**SUPPLIED TEXT:**
■ ■ ■ ■ ■ ■ ■
## MERLIN MODELS

Recommender Systems (RecSys) attempt to accurately predict users' preferences by supporting users in the process of finding and selecting products (items) from a given catalog, thus enhance their engagement and overall satisfaction with online services. Several traditional (e.g. collaborative filtering) and Deep Learning-based RecSys models have been built and used in industry within the last decade. Recently, deep learning based recommender systems have become the norm for large scale industry applications. In contrast to the other domains, DL recommender models aren’t able to effectively leverage the parallel compute and high memory bandwidth that GPUs have to offer. To address the challenges in preprocessing, training and deploying recommender systems at scale, NVIDIA developed an open source framework, called [Merlin](https://github.com/NVIDIA-Merlin). One of the libraries of the Merlin framework is Merlin Models that is being developed to provide all the necessary tools to design an end-to-end RecSys pipeline, offering flexibility at each stage: multiple inputs processing/representation modules, different layers for designing the model’s architecture, different prediction heads, loss functions, different negative sampling techniques etc. 

The goal of the `Merlin Models` library is make it easy for users in industry or academia to train and deploy recommender models with best practices baked into the library. This will let users in industry easily train standard models against their own dataset, getting high performance GPU accelerated models into production. This will also let researchers to build custom models by incorporating standard components of deep learning recommender models, and then benchmark their new models on example offline datasets.

### Core features

- Support for diverse input types (e.g. categorical and continuous), architectures (e.g. two-tower or sequential) or tasks (e.g. binary, multi-class classification, multi-task)
- Flexible building blocks to define a broad range of models with various prediction tasks, loss functions and negative sampling techniques 
- Flexible APIs targeted to both production and research
- Unified API enables users to create models in TensorFlow or PyTorch.
- GPU-optimized data-loading, model training and serving
- Deep integration with NVTabular for ETL and model serving
- Multi-task learning is a first-class citizen
- State-of-the-art negative sampling techniques

### Learning objectives

In this introductory notebook we aim at

- introducing the building blocks of Merlin Models library
- showing how seamlessly integrate NVTabular and Merlin Models libraries
- training DL-based recommender models with optimized Tensorflow data loaders with only a few lines of code.
■ ■ ■ ■ ■ ■ ■
**EXTRACTED MATERIAL:**

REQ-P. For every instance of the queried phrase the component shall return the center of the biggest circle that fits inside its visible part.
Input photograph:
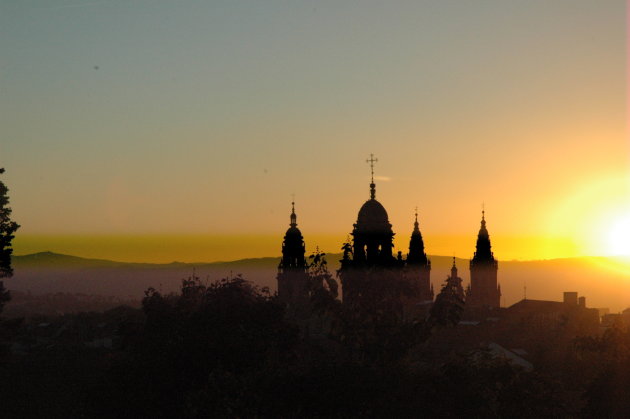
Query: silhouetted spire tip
(372, 160)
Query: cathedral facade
(370, 270)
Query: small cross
(372, 160)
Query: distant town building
(547, 313)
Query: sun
(618, 237)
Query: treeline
(228, 349)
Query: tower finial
(372, 160)
(416, 226)
(293, 216)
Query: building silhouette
(369, 264)
(483, 291)
(370, 270)
(292, 270)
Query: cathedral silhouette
(368, 263)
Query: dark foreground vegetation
(226, 349)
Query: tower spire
(416, 226)
(372, 160)
(293, 216)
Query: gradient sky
(155, 118)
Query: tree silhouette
(7, 229)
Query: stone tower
(484, 291)
(292, 271)
(418, 265)
(371, 249)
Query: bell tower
(418, 264)
(292, 276)
(484, 291)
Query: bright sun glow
(618, 239)
(595, 216)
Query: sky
(152, 130)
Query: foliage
(7, 230)
(608, 394)
(200, 350)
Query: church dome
(373, 217)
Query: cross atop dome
(372, 160)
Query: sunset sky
(151, 130)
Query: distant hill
(49, 272)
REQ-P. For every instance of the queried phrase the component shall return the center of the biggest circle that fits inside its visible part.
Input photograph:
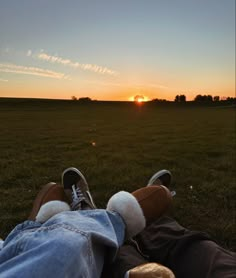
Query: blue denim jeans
(70, 244)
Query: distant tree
(231, 99)
(182, 98)
(198, 98)
(209, 98)
(159, 100)
(177, 98)
(203, 98)
(85, 99)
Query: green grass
(41, 138)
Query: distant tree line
(82, 99)
(205, 98)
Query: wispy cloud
(3, 80)
(10, 68)
(29, 53)
(76, 65)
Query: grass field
(41, 138)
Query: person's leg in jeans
(186, 253)
(71, 243)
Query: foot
(154, 200)
(149, 270)
(77, 190)
(49, 192)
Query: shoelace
(77, 198)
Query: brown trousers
(188, 254)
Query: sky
(114, 50)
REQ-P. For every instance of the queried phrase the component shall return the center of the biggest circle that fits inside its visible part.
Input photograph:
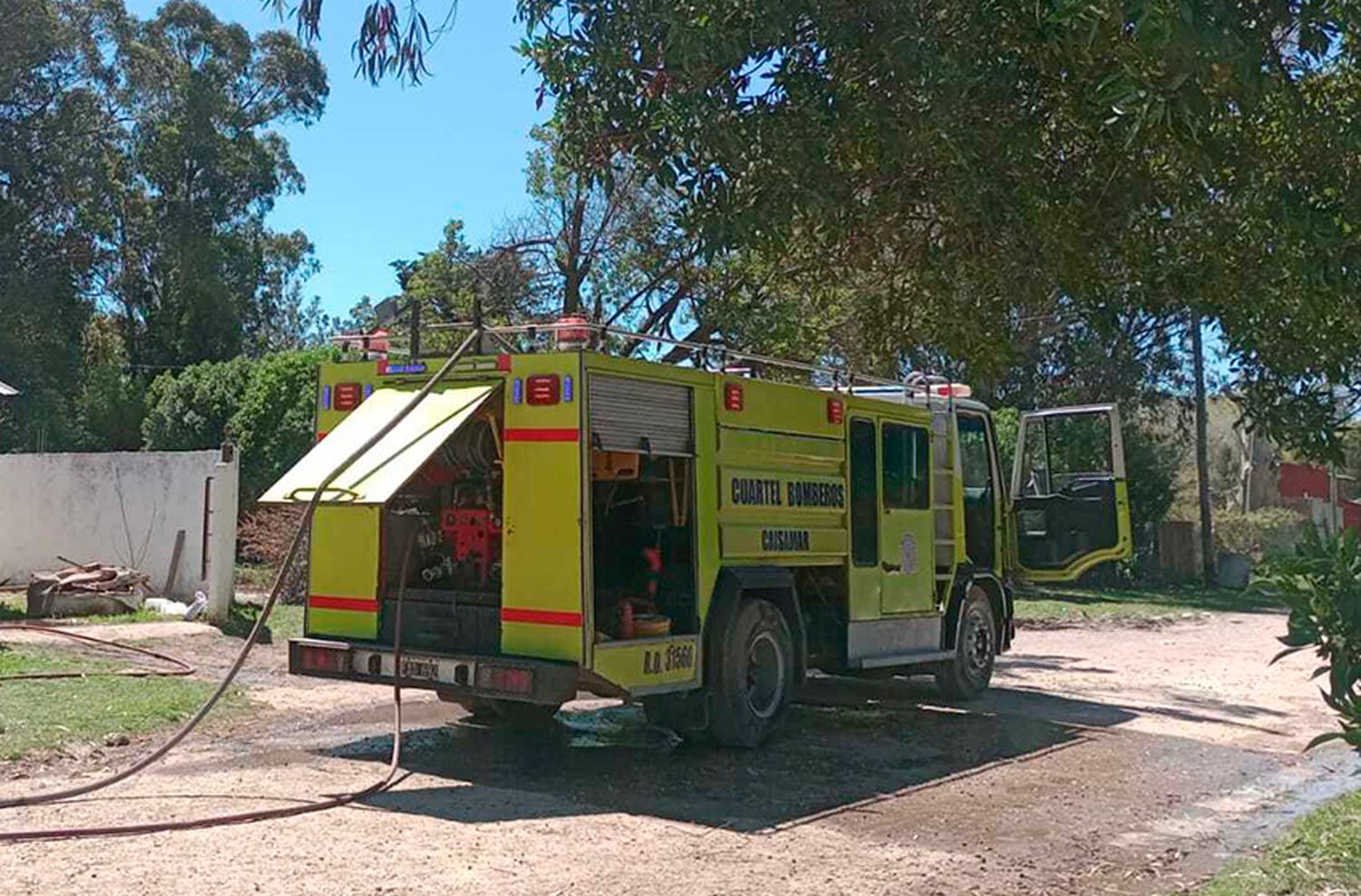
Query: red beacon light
(950, 391)
(572, 332)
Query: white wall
(125, 509)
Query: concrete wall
(125, 509)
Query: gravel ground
(1105, 760)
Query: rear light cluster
(505, 678)
(348, 396)
(542, 389)
(323, 658)
(732, 396)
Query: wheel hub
(765, 676)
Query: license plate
(418, 667)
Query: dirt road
(1105, 760)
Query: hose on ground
(261, 814)
(179, 667)
(290, 559)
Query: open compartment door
(1070, 503)
(384, 468)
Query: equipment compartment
(448, 515)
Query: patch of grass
(1061, 604)
(285, 621)
(255, 577)
(1322, 854)
(37, 716)
(13, 609)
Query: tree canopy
(138, 162)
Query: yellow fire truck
(688, 537)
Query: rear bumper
(455, 676)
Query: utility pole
(1202, 452)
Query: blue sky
(387, 166)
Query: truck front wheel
(754, 676)
(969, 672)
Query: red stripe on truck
(542, 435)
(541, 616)
(354, 604)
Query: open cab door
(1070, 503)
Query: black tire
(974, 653)
(525, 716)
(753, 676)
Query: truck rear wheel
(974, 651)
(753, 676)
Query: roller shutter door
(641, 415)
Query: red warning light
(732, 396)
(543, 389)
(348, 394)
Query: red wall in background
(1298, 480)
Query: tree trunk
(1202, 452)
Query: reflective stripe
(541, 616)
(542, 435)
(354, 604)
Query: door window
(1072, 509)
(906, 473)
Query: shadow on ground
(846, 743)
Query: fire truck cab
(563, 521)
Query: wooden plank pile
(87, 589)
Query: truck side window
(865, 493)
(906, 484)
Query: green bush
(1259, 533)
(191, 408)
(274, 424)
(266, 405)
(1320, 583)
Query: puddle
(615, 726)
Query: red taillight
(505, 678)
(732, 396)
(323, 658)
(348, 394)
(543, 389)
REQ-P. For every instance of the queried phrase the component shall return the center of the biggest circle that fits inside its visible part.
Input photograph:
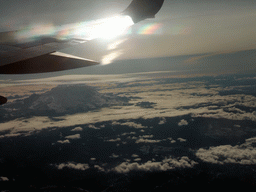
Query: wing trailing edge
(46, 63)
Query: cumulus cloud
(114, 140)
(63, 141)
(135, 155)
(131, 133)
(130, 124)
(10, 135)
(147, 136)
(114, 155)
(182, 140)
(4, 179)
(166, 164)
(76, 136)
(163, 121)
(200, 100)
(171, 140)
(77, 129)
(99, 168)
(93, 127)
(183, 122)
(141, 140)
(72, 165)
(239, 154)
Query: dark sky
(181, 27)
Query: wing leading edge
(36, 54)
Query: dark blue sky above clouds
(187, 27)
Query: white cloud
(63, 141)
(93, 127)
(99, 168)
(198, 100)
(77, 129)
(141, 140)
(114, 155)
(135, 155)
(114, 140)
(73, 165)
(4, 179)
(147, 136)
(131, 133)
(166, 164)
(182, 122)
(171, 140)
(130, 124)
(10, 135)
(182, 140)
(163, 121)
(238, 154)
(76, 136)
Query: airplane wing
(39, 56)
(22, 52)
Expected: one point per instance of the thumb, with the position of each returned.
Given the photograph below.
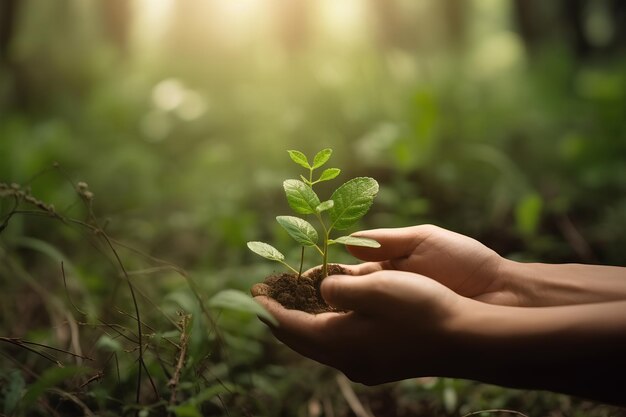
(394, 243)
(355, 293)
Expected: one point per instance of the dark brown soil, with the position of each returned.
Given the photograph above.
(298, 294)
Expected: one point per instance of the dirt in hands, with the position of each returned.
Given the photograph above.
(298, 293)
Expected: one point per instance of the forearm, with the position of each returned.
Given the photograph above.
(578, 350)
(538, 285)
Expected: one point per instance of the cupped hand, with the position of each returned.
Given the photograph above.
(461, 263)
(399, 325)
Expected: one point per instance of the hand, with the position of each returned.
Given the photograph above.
(399, 326)
(471, 269)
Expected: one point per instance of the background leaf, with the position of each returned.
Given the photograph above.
(299, 229)
(322, 157)
(357, 241)
(266, 251)
(301, 197)
(239, 301)
(352, 200)
(299, 158)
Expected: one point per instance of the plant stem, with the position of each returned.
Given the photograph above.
(301, 263)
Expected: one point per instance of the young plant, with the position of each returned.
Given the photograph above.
(346, 206)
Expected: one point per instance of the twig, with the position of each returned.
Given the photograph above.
(184, 340)
(21, 342)
(86, 410)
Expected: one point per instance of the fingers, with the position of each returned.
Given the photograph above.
(303, 332)
(360, 293)
(394, 243)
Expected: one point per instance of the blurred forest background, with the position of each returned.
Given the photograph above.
(143, 142)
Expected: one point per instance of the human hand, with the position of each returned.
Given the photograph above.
(461, 263)
(399, 325)
(471, 269)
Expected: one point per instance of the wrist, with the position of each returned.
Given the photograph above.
(542, 285)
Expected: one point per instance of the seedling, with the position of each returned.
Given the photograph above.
(346, 206)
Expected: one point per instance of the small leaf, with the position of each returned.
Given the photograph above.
(328, 204)
(352, 200)
(299, 158)
(300, 230)
(357, 241)
(239, 301)
(329, 174)
(266, 251)
(301, 197)
(322, 157)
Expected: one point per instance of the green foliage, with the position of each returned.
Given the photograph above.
(301, 197)
(479, 139)
(351, 201)
(299, 229)
(347, 205)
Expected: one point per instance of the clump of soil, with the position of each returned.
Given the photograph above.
(298, 293)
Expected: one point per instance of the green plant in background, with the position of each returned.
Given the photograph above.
(346, 206)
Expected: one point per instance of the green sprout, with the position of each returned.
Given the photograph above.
(346, 206)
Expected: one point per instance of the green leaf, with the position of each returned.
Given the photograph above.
(301, 197)
(528, 214)
(326, 205)
(299, 158)
(186, 410)
(322, 157)
(357, 241)
(329, 174)
(300, 230)
(239, 301)
(266, 251)
(352, 200)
■ ■ ■ ■ ■ ■ ■
**WHAT YOU WILL DO:**
[1] Reproduce everything in the Merlin Models overview from "The goal of" down to "multi-class classification, multi-task)", swapping "researchers" for "scientists".
[2] Answer these questions from the Merlin Models overview:
(a) Which company developed the open source Merlin framework?
(b) Which library does Merlin Models deeply integrate with for ETL and model serving?
(c) In which two frameworks does the unified API let users create models?
The listing comes from a separate source and is unrelated to the Merlin Models overview.

**TASK-BY-TASK RESULTS:**
[1]
The goal of the `Merlin Models` library is make it easy for users in industry or academia to train and deploy recommender models with best practices baked into the library. This will let users in industry easily train standard models against their own dataset, getting high performance GPU accelerated models into production. This will also let scientists to build custom models by incorporating standard components of deep learning recommender models, and then benchmark their new models on example offline datasets.

### Core features

- Support for diverse input types (e.g. categorical and continuous), architectures (e.g. two-tower or sequential) or tasks (e.g. binary, multi-class classification, multi-task)

[2]
(a) NVIDIA
(b) NVTabular
(c) TensorFlow and PyTorch